Testo di partenza:
○ ○ ○ ○

La crescita dell’economia italiana è tornata sotto l’1 per cento l’anno secondo le stime del governo nel 2023 (0,8 per cento) e tale rimarrà anche nel 2024 (0,5 per cento) secondo le previsioni del centro studi di Confindustria (il governo è più ottimista e spera in una crescita dell’1,2 per cento nel prossimo anno).

Sembra una condanna dopo le speranze del rimbalzo post Covid e dell’illusione di «fare meglio della Germania» coltivata per gran parte di quest’anno.

Cause di questo andamento insoddisfacente sono senz’altro la politica antinflazionistica della Bce che ha rialzato per ben dieci volte il costo del denaro e il rallentamento mondiale in un clima perturbato dalle tensioni militari, in Ucraina e più recentemente nel Medio Oriente.

I rischi nella manovra

Ben poco poteva fare, in queste condizioni, il bilancio pubblico italiano, alle prese con un debito pubblico gigantesco che deve essere contenuto perché il rialzo dei tassi di interesse sta gonfiando la spesa per il servizio del debito.

○ ○ ○ ○

Informazioni:
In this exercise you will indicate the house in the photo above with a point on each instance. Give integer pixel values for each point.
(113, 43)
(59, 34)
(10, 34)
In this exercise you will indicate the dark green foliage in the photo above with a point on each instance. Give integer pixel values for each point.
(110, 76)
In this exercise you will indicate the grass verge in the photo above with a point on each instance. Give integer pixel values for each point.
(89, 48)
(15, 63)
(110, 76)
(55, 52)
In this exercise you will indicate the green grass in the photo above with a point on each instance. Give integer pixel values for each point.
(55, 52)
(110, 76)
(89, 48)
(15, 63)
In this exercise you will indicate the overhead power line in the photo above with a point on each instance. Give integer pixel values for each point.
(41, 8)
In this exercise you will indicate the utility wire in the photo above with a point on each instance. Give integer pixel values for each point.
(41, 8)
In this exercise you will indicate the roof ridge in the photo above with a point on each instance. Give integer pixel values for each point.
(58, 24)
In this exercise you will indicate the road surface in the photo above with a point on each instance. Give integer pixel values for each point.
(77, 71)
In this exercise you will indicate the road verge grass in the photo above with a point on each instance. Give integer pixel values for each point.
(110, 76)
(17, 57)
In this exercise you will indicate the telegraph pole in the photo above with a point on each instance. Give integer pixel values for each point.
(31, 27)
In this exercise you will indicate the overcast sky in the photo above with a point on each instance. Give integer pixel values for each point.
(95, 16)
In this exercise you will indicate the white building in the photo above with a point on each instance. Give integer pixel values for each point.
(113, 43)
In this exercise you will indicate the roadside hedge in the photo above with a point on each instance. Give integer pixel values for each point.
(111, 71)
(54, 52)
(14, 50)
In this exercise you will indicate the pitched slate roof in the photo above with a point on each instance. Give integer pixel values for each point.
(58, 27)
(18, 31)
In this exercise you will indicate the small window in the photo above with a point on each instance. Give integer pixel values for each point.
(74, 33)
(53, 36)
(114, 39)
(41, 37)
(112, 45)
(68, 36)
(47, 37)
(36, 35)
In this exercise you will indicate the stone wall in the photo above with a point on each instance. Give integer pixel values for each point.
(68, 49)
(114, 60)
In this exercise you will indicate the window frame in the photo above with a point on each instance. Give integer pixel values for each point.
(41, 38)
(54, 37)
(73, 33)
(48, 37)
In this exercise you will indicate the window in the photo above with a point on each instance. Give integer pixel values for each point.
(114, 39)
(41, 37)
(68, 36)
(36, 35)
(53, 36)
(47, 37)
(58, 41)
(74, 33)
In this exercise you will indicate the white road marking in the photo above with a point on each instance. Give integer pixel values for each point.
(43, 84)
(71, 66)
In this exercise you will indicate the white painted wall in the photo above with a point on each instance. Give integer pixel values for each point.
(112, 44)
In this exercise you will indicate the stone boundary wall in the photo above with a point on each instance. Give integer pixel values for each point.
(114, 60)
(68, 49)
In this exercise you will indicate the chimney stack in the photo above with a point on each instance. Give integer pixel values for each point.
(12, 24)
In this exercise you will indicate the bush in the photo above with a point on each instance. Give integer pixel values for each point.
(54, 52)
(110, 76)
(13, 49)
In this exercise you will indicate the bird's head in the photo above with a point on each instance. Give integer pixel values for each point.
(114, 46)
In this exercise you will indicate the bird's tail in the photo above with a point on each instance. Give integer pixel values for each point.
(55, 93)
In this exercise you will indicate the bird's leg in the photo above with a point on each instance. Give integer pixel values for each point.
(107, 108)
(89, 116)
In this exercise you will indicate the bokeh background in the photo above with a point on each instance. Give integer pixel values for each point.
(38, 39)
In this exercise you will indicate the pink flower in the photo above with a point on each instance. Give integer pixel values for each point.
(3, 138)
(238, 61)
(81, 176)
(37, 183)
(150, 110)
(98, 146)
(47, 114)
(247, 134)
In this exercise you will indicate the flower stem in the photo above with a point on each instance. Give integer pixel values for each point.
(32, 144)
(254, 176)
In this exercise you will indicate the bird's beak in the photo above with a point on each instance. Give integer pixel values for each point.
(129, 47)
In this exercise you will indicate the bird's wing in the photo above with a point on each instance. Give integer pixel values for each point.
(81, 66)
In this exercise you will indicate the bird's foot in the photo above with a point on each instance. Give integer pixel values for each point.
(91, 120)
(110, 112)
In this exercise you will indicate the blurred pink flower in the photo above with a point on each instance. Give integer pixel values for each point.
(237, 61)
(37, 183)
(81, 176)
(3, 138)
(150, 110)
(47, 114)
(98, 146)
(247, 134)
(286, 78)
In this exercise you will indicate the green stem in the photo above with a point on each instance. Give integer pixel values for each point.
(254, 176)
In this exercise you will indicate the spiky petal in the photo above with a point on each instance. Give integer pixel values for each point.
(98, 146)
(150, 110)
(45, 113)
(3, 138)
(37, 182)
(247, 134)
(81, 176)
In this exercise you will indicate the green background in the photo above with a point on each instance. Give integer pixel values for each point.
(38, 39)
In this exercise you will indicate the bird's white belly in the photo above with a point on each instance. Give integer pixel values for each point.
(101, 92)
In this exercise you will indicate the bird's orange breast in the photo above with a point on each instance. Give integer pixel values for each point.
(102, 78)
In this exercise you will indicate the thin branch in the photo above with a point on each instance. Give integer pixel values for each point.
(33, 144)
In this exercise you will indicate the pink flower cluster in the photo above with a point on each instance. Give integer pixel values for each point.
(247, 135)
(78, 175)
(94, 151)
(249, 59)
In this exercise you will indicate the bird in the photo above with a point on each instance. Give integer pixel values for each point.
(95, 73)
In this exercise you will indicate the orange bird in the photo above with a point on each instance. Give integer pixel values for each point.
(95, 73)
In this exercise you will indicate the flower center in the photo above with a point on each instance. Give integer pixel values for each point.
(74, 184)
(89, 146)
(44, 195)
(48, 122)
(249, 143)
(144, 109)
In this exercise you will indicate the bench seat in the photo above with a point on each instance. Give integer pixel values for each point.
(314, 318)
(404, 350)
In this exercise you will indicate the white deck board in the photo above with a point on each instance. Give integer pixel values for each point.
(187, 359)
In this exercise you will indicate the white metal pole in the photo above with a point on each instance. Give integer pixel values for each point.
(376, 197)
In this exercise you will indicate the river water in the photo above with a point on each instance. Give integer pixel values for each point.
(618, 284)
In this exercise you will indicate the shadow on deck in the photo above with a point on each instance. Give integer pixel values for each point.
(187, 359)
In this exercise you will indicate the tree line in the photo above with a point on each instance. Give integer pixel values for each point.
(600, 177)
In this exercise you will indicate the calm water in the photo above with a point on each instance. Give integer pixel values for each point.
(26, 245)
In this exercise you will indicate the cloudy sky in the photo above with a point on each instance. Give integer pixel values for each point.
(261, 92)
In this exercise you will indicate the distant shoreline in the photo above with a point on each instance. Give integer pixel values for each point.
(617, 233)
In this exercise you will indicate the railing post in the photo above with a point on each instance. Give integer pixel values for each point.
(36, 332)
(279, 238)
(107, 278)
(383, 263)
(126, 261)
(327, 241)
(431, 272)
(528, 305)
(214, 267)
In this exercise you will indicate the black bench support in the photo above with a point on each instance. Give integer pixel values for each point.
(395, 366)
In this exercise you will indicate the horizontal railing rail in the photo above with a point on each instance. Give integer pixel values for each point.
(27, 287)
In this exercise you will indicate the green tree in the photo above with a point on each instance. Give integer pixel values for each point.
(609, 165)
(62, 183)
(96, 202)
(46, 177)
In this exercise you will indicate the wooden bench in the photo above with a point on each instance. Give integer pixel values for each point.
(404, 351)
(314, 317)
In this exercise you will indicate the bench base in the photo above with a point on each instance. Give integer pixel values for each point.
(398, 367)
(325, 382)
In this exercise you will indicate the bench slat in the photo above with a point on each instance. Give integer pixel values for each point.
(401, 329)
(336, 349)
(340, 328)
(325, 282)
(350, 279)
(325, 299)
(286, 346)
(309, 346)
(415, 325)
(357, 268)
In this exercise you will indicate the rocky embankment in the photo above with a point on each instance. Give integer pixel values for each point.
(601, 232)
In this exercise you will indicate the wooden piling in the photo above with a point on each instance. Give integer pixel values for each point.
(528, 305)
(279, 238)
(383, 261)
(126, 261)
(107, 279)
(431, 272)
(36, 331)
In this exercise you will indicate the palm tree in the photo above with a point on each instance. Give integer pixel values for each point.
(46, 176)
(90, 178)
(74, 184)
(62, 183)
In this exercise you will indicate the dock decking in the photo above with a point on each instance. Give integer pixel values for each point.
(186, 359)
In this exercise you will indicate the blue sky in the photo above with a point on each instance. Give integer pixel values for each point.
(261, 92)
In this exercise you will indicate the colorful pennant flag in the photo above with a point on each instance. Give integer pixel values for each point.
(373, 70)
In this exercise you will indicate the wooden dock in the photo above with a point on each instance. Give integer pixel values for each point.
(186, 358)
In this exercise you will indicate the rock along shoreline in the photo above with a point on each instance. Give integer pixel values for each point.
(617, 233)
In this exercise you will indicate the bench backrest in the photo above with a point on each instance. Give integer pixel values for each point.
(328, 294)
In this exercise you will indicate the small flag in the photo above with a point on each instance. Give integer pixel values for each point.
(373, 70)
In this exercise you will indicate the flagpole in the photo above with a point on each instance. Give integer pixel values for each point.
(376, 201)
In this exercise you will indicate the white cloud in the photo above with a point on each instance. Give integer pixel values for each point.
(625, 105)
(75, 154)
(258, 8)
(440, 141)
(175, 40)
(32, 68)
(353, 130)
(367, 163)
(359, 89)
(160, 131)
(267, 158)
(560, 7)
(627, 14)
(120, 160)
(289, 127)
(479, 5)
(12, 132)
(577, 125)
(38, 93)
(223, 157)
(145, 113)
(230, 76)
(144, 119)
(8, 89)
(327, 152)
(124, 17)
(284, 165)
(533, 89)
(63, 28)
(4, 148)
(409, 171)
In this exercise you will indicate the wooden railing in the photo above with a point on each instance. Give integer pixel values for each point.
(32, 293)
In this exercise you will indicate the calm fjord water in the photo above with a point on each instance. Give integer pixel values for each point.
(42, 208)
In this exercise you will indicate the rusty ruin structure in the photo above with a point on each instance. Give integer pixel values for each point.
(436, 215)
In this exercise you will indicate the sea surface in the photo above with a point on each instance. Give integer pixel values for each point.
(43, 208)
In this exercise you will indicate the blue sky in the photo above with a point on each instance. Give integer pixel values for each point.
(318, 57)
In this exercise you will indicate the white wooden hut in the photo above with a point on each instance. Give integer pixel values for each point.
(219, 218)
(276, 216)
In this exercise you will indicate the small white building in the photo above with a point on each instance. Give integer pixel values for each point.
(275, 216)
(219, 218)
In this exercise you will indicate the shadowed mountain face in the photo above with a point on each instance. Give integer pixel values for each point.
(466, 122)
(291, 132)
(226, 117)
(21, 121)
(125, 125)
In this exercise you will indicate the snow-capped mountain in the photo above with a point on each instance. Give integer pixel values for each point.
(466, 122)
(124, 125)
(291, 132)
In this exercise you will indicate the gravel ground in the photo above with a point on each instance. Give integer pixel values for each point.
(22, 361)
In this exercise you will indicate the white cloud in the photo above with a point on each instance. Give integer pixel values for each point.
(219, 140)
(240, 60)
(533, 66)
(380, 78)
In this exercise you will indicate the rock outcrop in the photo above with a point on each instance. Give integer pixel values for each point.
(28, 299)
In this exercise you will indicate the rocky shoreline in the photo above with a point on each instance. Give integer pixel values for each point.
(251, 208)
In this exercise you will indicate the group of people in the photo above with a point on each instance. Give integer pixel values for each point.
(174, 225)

○ ○ ○ ○

Istruzioni:
1. Stampa il passo del testo sulla crescita dell'economia italiana compreso tra "Cause di questo" e "servizio del debito.", entrambi inclusi.
2. Prosegui il testo sulla crescita dell'economia italiana partendo subito dopo la sua ultima frase.
Il materiale non serve per svolgere i compiti.

Risultati dei compiti:
1.
Cause di questo andamento insoddisfacente sono senz’altro la politica antinflazionistica della Bce che ha rialzato per ben dieci volte il costo del denaro e il rallentamento mondiale in un clima perturbato dalle tensioni militari, in Ucraina e più recentemente nel Medio Oriente.

I rischi nella manovra

Ben poco poteva fare, in queste condizioni, il bilancio pubblico italiano, alle prese con un debito pubblico gigantesco che deve essere contenuto perché il rialzo dei tassi di interesse sta gonfiando la spesa per il servizio del debito.

2.
La manovra finanziaria del governo non sarà capace di sostenere l’economia e non riuscirà a contenere sufficientemente il debito pubblico, atteso rimanere stabile rispetto al Pil pur con previsioni largamente ottimistiche relativamente alla crescita dell’economia e al contenimento della spesa pubblica, affidato in gran parte a ipotetiche privatizzazioni per 20 miliardi di euro.

L’imminente ritorno del Patto di stabilità europeo, seppure modificato per accettare una maggiore flessibilità, imporrà comunque all’Italia un profilo di riduzione del debito più accentuato di quello previsto dalla manovra finanziaria del governo. Rischiamo dunque di tornare ai tempi dell’austerità che hanno provocato ingenti danni al nostro paese in termini di degrado dei servizi pubblici e delle nostre infrastrutture.

Accelerare sui fondi

Per ovviare a questi rischi, c’è una sola via: quella di accelerare sull’utilizzo delle risorse del Pnrr che sono state affogate nel bilancio pubblico e che rischiano di subire ritardi nell’esecuzione delle opere, mentre il capitolo delle riforme, altrettanto rilevante agli occhi di Bruxelles, appare quasi dimenticato. Per un paese che non ha spazi autonomi di finanza pubblica il ricorso all’accelerazione dell’esecuzione del Pnrr appare essere la sola condizione per poter incrementare la crescita economica e garantire reputazione sui mercati finanziari.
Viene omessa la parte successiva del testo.